— START OF Records shown —

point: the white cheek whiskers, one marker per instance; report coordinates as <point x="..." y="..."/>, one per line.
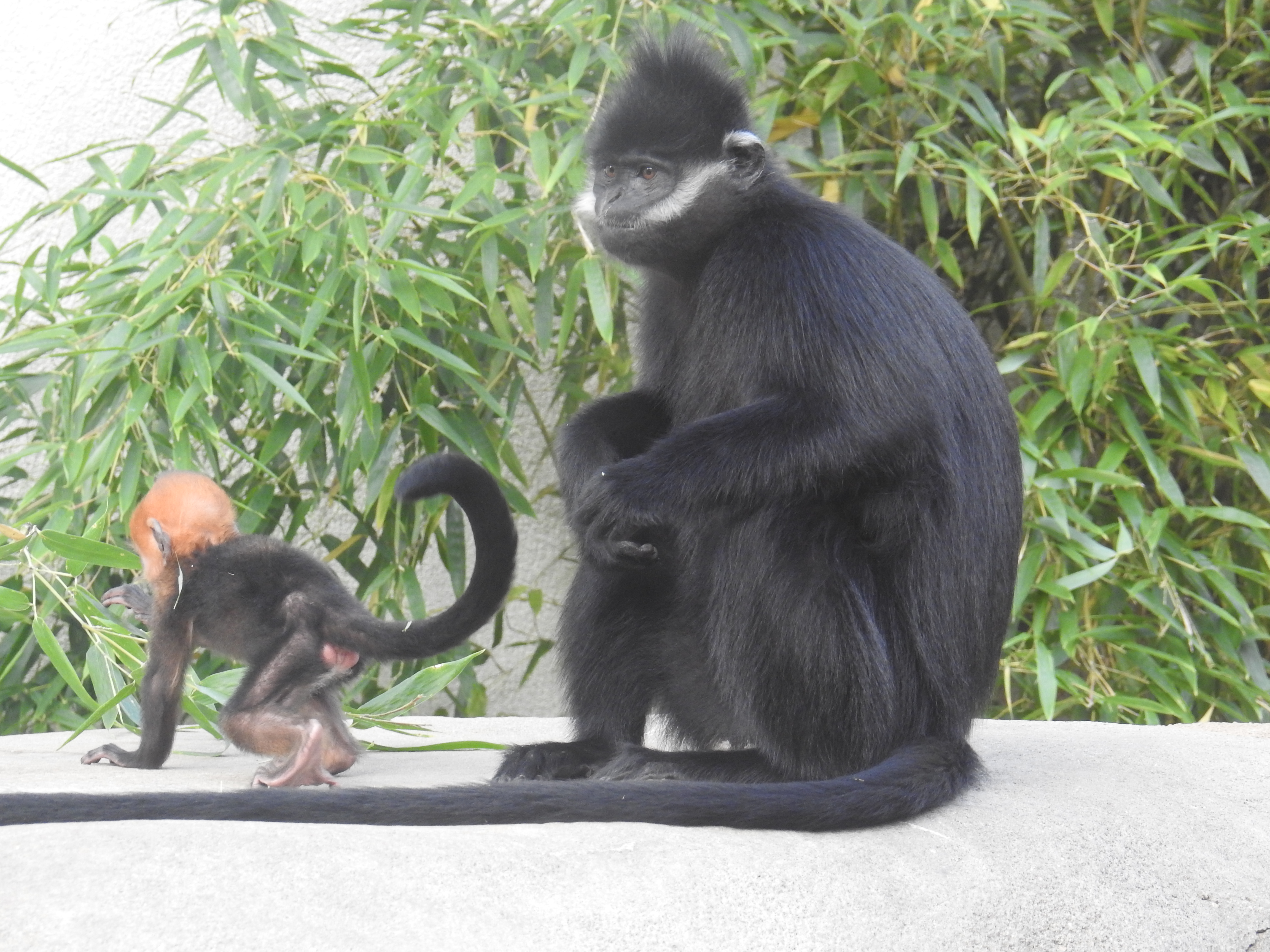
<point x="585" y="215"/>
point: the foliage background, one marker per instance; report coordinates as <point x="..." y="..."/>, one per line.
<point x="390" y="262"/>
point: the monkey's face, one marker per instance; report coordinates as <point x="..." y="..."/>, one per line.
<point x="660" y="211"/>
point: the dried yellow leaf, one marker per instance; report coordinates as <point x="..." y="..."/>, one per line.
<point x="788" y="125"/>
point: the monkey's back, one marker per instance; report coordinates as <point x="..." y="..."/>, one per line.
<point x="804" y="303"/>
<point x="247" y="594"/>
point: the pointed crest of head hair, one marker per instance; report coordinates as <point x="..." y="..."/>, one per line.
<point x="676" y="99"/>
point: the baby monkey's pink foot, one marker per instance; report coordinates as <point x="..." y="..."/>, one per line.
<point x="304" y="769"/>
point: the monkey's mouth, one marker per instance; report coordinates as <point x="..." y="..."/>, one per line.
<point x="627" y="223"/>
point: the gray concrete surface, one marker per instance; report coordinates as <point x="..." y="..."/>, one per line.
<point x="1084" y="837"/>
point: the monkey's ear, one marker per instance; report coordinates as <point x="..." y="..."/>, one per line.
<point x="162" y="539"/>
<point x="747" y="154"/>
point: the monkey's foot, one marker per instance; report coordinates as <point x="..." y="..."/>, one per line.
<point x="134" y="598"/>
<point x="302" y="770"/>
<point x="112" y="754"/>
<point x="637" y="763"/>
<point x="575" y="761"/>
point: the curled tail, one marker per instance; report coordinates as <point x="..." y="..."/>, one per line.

— END OF Records shown —

Can you quote every entry above word for word, leaving the picture out of your answer?

Output.
point: the white cheek whiskers, one marker per instance; report coordinates as <point x="..." y="..."/>, one per line.
<point x="585" y="215"/>
point: the foliage background, one marker per instance; report coordinates as <point x="..." y="..."/>, one per line.
<point x="390" y="262"/>
point: the monkey's face, one marker per instance; report coordinates as <point x="..." y="..."/>, one per line.
<point x="660" y="211"/>
point: the dried yellow leaf, one marker per instance; report coordinates as <point x="..." y="..."/>, one per line.
<point x="788" y="125"/>
point: the monkey's back, one marker per instance; report coordinates as <point x="..." y="..."/>, one per line.
<point x="804" y="303"/>
<point x="247" y="594"/>
point: the pointed crest of head hair, one marker per instance; report coordinates as <point x="..." y="..."/>, one per line.
<point x="676" y="99"/>
point: the baby monkey's pink foot, one marker per instance; report coordinates as <point x="..." y="..."/>, one per line.
<point x="304" y="769"/>
point: the monkey's mouth, one marker per instance; report coordinates as <point x="..." y="..."/>, one per line.
<point x="627" y="223"/>
point: the gray concrete surface, one marker per instance; report coordinates as <point x="..." y="..."/>, one per line.
<point x="1084" y="837"/>
point: the monkey's ear, one marker per instance; report coordinates as <point x="..." y="..."/>, one per line.
<point x="162" y="539"/>
<point x="747" y="154"/>
point: the monkey's foot, one marker per instance; report coordinates as <point x="..." y="..."/>, one per line.
<point x="134" y="598"/>
<point x="302" y="770"/>
<point x="112" y="754"/>
<point x="637" y="763"/>
<point x="575" y="761"/>
point: the curled tail, one marker per instance; report coordinates as <point x="..." y="..."/>, one per line.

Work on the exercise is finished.